What is needed: Count how many lines in the material below contain the word "player", treating uppercase and lowercase as different, and reply with the number alone.

====== Available data

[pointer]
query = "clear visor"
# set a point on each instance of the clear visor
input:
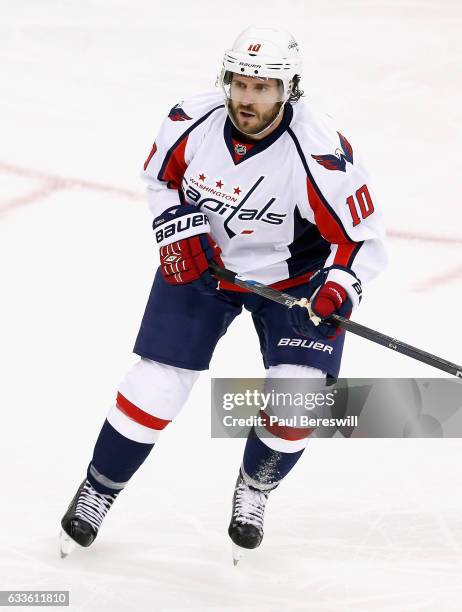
(245, 90)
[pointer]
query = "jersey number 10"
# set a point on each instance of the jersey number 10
(366, 206)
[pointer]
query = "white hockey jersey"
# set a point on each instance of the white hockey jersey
(279, 208)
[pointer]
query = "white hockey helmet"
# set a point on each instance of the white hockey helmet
(265, 53)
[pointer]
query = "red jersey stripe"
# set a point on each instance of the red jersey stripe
(138, 415)
(176, 166)
(284, 432)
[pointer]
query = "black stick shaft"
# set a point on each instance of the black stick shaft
(355, 328)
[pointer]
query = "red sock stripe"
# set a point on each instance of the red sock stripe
(283, 431)
(138, 415)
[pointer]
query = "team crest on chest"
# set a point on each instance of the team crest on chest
(240, 149)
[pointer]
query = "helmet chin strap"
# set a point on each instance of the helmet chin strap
(230, 115)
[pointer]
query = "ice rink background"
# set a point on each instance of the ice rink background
(359, 525)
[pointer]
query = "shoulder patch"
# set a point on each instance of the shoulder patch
(341, 156)
(177, 113)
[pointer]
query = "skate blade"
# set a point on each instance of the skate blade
(238, 553)
(66, 544)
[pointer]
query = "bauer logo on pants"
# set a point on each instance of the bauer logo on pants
(309, 344)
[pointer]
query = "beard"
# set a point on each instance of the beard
(253, 121)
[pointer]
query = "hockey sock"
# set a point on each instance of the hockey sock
(264, 466)
(115, 460)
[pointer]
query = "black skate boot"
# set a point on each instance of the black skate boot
(84, 517)
(246, 526)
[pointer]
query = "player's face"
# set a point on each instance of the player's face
(255, 103)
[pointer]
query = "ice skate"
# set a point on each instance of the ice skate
(246, 526)
(83, 518)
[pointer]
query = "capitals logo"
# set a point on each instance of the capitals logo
(341, 157)
(177, 114)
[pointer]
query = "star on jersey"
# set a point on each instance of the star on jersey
(341, 157)
(177, 113)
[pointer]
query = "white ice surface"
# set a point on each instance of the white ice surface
(359, 524)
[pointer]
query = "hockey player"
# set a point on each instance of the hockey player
(252, 177)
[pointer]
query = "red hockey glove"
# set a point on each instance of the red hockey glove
(186, 248)
(327, 298)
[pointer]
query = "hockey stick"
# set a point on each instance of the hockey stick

============

Result: 4